Text excerpt Start Marker

I'm finding it very lazy and that it needs rousing daily.
I pitched a big, active starter in my brew this weekend. OG 1043 (yeast pitched Saturday evening) and I measured the gravity this morning at around 1031-1032.....SO4 would be about done by now :lol:

Anyone else have any experience with this yeast?
I'd be interested in any comments.

ATB :D
 
I find the exact opposite. I`ve brewed with this yeast more than any other in recent years and very rarely need to rouse. Also found it seems to take off like a train, I never bother taking the gravity until a about a week when it`s normally done and dusted. what temp. are you fermenting at, is it to cold.
 
The liquid yeasts act quite differently from each other and S-04. Before using them it really is worth have a read up on what exactly to expect from each strain. The is a stack of info on their site including customer reviews and a FAQ from which the following is taken:-

I have recently purchased your WLP005 British Ale yeast, which I used in a recipe for Gales Best, which is an ale that has an OG of 1042 and a final of 1009 and a 4.5% by volume alcohol content. I followed the instruction and made a starter with the wort before pitching the yeast. The first fermentation stage I left until the gravity had dropped to about 1030 then dropped into the second fermentation stage. This stage took well over 1 month for the ale to reach its final gravity in order to barrel.

Text excerpt End Marker
Available data Start Marker

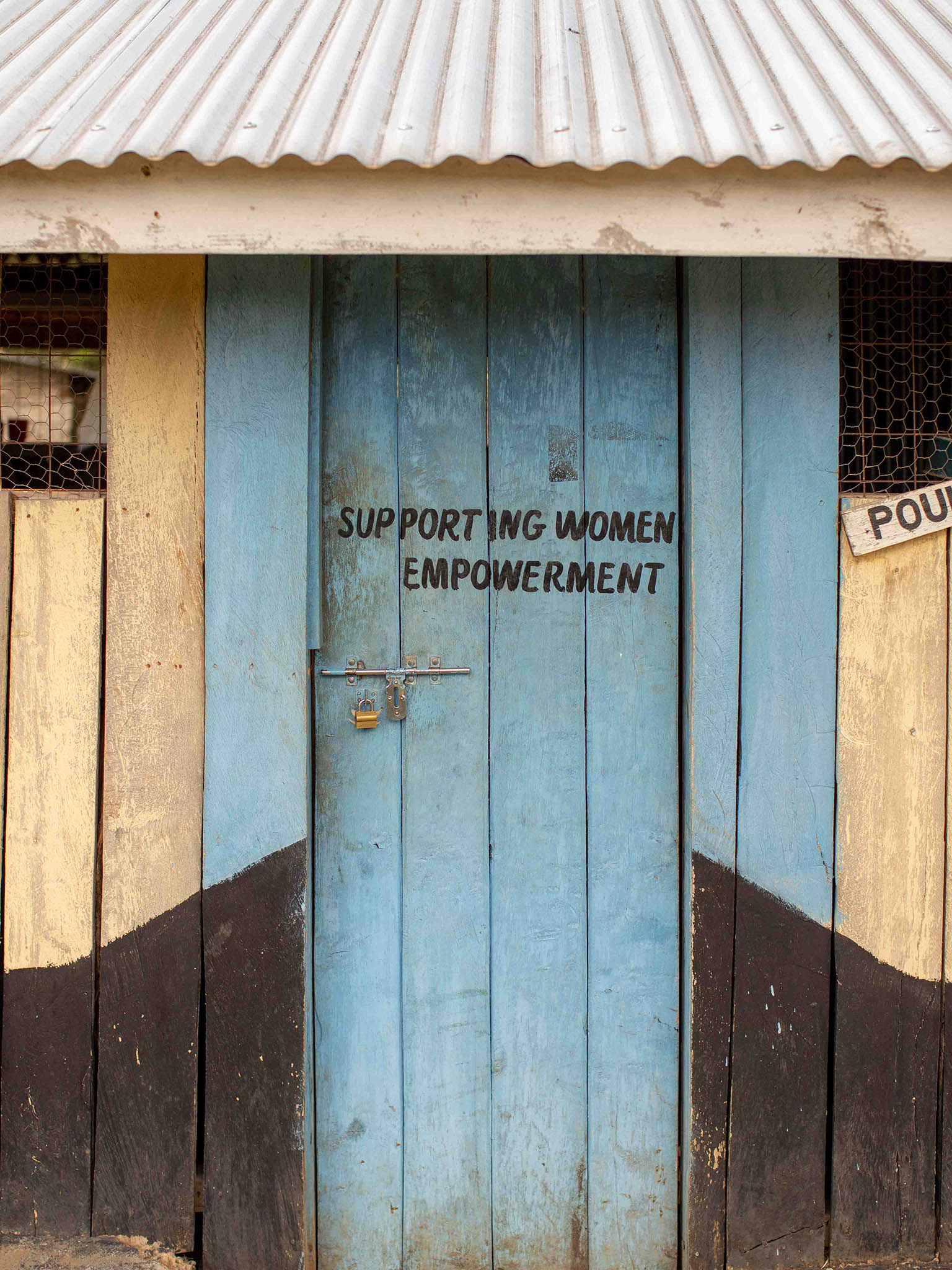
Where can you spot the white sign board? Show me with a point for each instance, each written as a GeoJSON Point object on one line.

Available data End Marker

# [Task instructions]
Please say whether each statement below agrees with the brewing forum excerpt, answering yes or no and quoting the deciding words of the excerpt.
1. The first poster pitched a small starter.
2. The second poster seldom has to rouse this yeast.
3. In the quoted FAQ, the second fermentation stage finished in under two weeks.

# [Answer to the problem]
1. No: "I pitched a big, active starter"
2. Yes: "very rarely need to rouse"
3. No: "This stage took well over 1 month"